Given passage:
========================================

# Exploding bath salts



## JMcSal

I've been making salts for Christmas presents for a number of years and until now, had never had a problem.  I had lost the recipe I'd previously been using, and got a simple one off the web in December - epsom salts, baking soda, essential oils, food colouring.  There had been no mention of any dangers attached to it. 

  Yesterday I got a phone call from a friend who told me that her bottle exploded.  At first I thought she was joking, but as she described her bedroom, I began to see that this was actually quite serious.  She described her bedroom as being covered in little shards of glass and dust from one end to the other.  She has vacuumed 3 times, changed the bedding, washed any clothes that were lying out, and is still finding more shards.  The bag the bottle had been in was ripped apart, and had been blown across the room, along with a bag of chips that had been sitting next to it.  She said there were over 65 pock marks in her wall from the glass.  

  The pictures she sent me were out of focus, but showed that they weren't pock marks in her wall, but tears and rips right through the paint and into the drywall itself.  The gift bag is missing one whole side, and the cardboard base was blown out.  I'm so very glad that my friend was not in the room when this happened as I think she would have been seriously hurt.

  I usually use lavendar as an essential oil, but there is a possibility that I used a citrus this year, which I've also only just learned may activate the baking soda.  I have also since found a recipe that doesn't use baking soda, and have decided that I will only use cork bottles in future rather than screw on caps.

  I've searched the web to see if others had come across the problem, but found very little.  I did find a mention on this forum, and so decided to post this story here.  I'm hoping to get some feedback on why my concoction exploded, why it took over 4 months to occur, hopefully get  some advice on how to avoid this potential danger in future, and perhaps help prevent this from happening to others.


----------



## Soapmaker Man

Tab, calling Tab!  She will confirm this is a true happening.  I'll let Tab explain!

========================================

Extracted information:

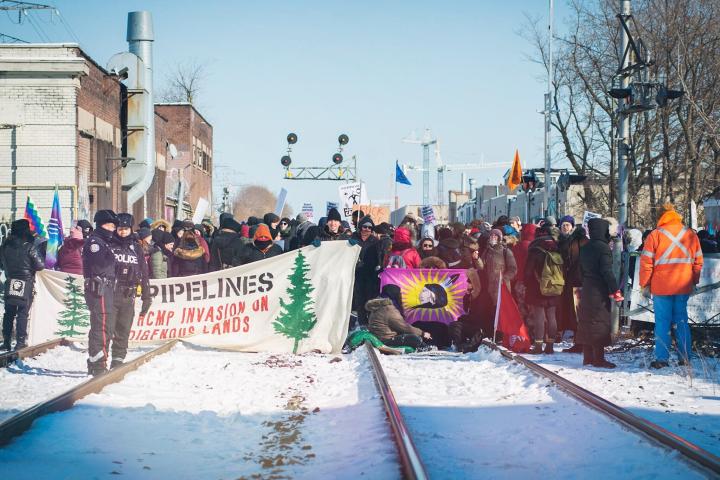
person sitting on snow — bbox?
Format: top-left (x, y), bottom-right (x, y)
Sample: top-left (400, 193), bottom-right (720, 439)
top-left (365, 285), bottom-right (432, 350)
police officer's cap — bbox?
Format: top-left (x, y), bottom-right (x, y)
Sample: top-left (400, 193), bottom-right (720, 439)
top-left (93, 210), bottom-right (118, 226)
top-left (117, 213), bottom-right (135, 228)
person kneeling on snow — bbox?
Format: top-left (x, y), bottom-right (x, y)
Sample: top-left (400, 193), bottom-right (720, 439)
top-left (365, 285), bottom-right (432, 349)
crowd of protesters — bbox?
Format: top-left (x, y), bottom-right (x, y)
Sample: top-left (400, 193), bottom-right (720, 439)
top-left (0, 200), bottom-right (696, 368)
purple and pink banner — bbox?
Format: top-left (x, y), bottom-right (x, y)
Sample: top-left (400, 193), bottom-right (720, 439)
top-left (380, 268), bottom-right (467, 324)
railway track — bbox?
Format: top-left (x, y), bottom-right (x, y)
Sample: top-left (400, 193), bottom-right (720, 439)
top-left (0, 340), bottom-right (178, 446)
top-left (483, 340), bottom-right (720, 476)
top-left (0, 338), bottom-right (72, 368)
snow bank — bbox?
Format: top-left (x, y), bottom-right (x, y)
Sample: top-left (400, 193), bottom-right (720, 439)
top-left (526, 348), bottom-right (720, 456)
top-left (382, 349), bottom-right (703, 479)
top-left (0, 345), bottom-right (400, 479)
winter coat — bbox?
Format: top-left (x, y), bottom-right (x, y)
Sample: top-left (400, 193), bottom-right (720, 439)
top-left (149, 247), bottom-right (172, 278)
top-left (558, 226), bottom-right (588, 287)
top-left (575, 218), bottom-right (618, 346)
top-left (437, 237), bottom-right (462, 268)
top-left (209, 230), bottom-right (244, 272)
top-left (0, 234), bottom-right (45, 284)
top-left (237, 243), bottom-right (285, 265)
top-left (640, 210), bottom-right (703, 295)
top-left (365, 298), bottom-right (423, 342)
top-left (55, 237), bottom-right (85, 275)
top-left (513, 223), bottom-right (538, 280)
top-left (523, 237), bottom-right (560, 307)
top-left (170, 238), bottom-right (207, 277)
top-left (385, 227), bottom-right (422, 268)
top-left (478, 243), bottom-right (517, 304)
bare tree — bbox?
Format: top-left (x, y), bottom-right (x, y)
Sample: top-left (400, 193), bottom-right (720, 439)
top-left (233, 185), bottom-right (293, 220)
top-left (158, 60), bottom-right (207, 104)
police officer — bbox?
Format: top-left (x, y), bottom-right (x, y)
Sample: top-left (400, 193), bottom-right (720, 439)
top-left (110, 213), bottom-right (151, 369)
top-left (82, 210), bottom-right (118, 376)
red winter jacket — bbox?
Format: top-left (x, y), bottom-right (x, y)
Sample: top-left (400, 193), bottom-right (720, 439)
top-left (55, 237), bottom-right (85, 275)
top-left (385, 227), bottom-right (422, 268)
top-left (513, 223), bottom-right (538, 281)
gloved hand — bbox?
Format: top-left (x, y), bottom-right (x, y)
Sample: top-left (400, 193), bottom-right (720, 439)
top-left (140, 298), bottom-right (152, 317)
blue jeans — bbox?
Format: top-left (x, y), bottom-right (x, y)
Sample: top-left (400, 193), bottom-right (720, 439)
top-left (653, 295), bottom-right (691, 362)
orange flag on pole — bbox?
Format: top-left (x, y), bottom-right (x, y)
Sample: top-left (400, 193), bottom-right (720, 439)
top-left (507, 150), bottom-right (522, 192)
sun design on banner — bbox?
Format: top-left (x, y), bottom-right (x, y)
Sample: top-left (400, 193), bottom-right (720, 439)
top-left (396, 270), bottom-right (466, 323)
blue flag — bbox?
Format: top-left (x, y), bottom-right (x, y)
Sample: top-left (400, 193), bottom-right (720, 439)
top-left (395, 160), bottom-right (412, 185)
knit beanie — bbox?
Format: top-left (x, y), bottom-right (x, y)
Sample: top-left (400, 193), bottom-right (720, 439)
top-left (253, 223), bottom-right (272, 240)
top-left (328, 208), bottom-right (342, 222)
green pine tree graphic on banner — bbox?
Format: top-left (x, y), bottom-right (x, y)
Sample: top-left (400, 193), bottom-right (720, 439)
top-left (273, 251), bottom-right (317, 353)
top-left (55, 275), bottom-right (90, 337)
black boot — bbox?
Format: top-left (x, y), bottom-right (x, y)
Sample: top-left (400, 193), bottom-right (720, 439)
top-left (15, 337), bottom-right (27, 350)
top-left (528, 340), bottom-right (542, 355)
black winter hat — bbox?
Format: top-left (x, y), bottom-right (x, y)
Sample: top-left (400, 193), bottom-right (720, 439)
top-left (220, 217), bottom-right (242, 233)
top-left (10, 218), bottom-right (30, 235)
top-left (263, 212), bottom-right (280, 227)
top-left (150, 228), bottom-right (165, 244)
top-left (116, 213), bottom-right (135, 228)
top-left (327, 208), bottom-right (342, 222)
top-left (138, 227), bottom-right (152, 240)
top-left (93, 210), bottom-right (118, 227)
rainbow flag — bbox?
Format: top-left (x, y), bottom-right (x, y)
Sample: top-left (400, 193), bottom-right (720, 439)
top-left (25, 195), bottom-right (47, 237)
top-left (45, 188), bottom-right (63, 270)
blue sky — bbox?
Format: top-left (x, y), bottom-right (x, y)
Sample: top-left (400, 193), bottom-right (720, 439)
top-left (0, 0), bottom-right (563, 216)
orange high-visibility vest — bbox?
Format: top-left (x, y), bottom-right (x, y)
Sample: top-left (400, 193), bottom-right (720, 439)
top-left (640, 218), bottom-right (703, 295)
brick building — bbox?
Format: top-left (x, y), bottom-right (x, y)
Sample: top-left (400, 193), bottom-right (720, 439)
top-left (0, 44), bottom-right (212, 229)
top-left (155, 103), bottom-right (213, 223)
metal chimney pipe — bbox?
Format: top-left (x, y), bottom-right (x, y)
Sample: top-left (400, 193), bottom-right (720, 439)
top-left (127, 11), bottom-right (155, 210)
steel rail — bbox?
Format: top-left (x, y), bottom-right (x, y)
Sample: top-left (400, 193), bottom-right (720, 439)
top-left (365, 342), bottom-right (428, 480)
top-left (0, 340), bottom-right (178, 446)
top-left (0, 338), bottom-right (72, 368)
top-left (483, 340), bottom-right (720, 475)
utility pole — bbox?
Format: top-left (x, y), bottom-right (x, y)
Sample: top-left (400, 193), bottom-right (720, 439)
top-left (543, 0), bottom-right (556, 215)
top-left (617, 0), bottom-right (632, 231)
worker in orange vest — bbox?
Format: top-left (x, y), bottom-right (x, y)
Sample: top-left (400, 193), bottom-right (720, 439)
top-left (640, 203), bottom-right (703, 368)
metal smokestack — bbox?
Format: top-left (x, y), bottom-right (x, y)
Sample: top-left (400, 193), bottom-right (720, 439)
top-left (127, 12), bottom-right (155, 209)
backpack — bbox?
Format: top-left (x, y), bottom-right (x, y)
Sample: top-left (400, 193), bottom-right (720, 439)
top-left (538, 248), bottom-right (565, 297)
top-left (385, 254), bottom-right (407, 268)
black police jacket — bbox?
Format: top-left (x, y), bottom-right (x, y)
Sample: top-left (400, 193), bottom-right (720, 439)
top-left (83, 227), bottom-right (116, 282)
top-left (0, 235), bottom-right (45, 280)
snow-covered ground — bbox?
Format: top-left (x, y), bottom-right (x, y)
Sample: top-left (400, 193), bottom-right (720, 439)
top-left (0, 344), bottom-right (151, 422)
top-left (381, 348), bottom-right (703, 480)
top-left (526, 345), bottom-right (720, 456)
top-left (0, 345), bottom-right (400, 479)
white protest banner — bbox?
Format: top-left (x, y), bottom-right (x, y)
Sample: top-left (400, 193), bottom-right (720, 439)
top-left (300, 203), bottom-right (315, 222)
top-left (420, 205), bottom-right (435, 223)
top-left (338, 182), bottom-right (367, 221)
top-left (275, 188), bottom-right (287, 217)
top-left (29, 242), bottom-right (360, 353)
top-left (193, 197), bottom-right (210, 225)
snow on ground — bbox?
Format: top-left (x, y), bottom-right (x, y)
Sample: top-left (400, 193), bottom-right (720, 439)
top-left (0, 344), bottom-right (149, 422)
top-left (381, 348), bottom-right (703, 480)
top-left (0, 345), bottom-right (400, 479)
top-left (525, 345), bottom-right (720, 456)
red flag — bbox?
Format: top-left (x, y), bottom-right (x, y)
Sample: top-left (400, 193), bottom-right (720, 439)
top-left (497, 282), bottom-right (532, 353)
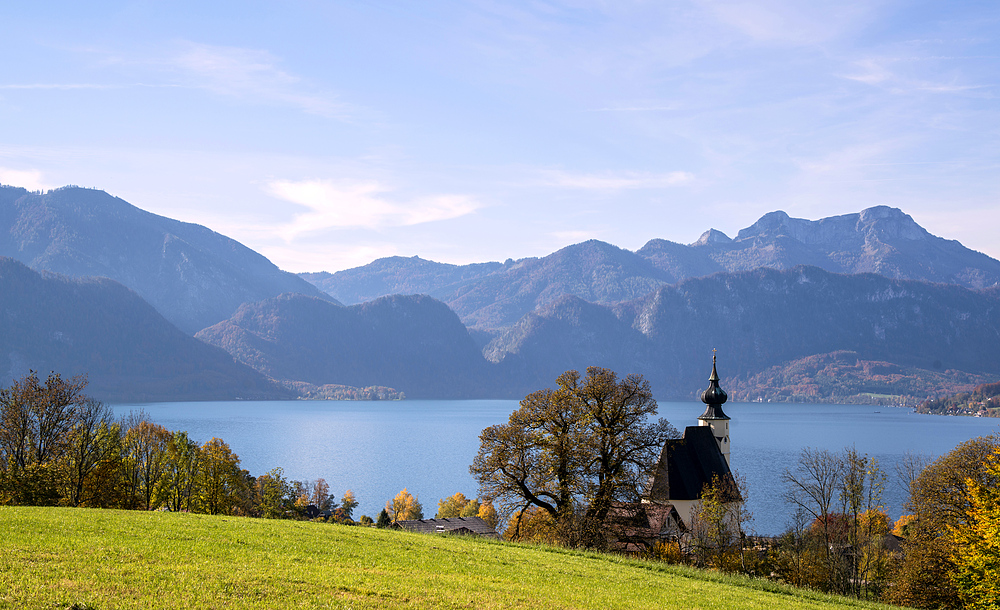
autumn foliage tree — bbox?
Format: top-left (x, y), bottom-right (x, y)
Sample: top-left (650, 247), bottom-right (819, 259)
top-left (470, 367), bottom-right (677, 546)
top-left (949, 449), bottom-right (1000, 610)
top-left (435, 492), bottom-right (479, 519)
top-left (385, 487), bottom-right (424, 521)
top-left (886, 436), bottom-right (1000, 608)
top-left (0, 371), bottom-right (87, 504)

========================================

Exercise: In the exploding bath salts thread, how many pock marks did the friend say the glass left in her wall? The rows are separate material, unrelated to the text.

Solved problem: Over 65.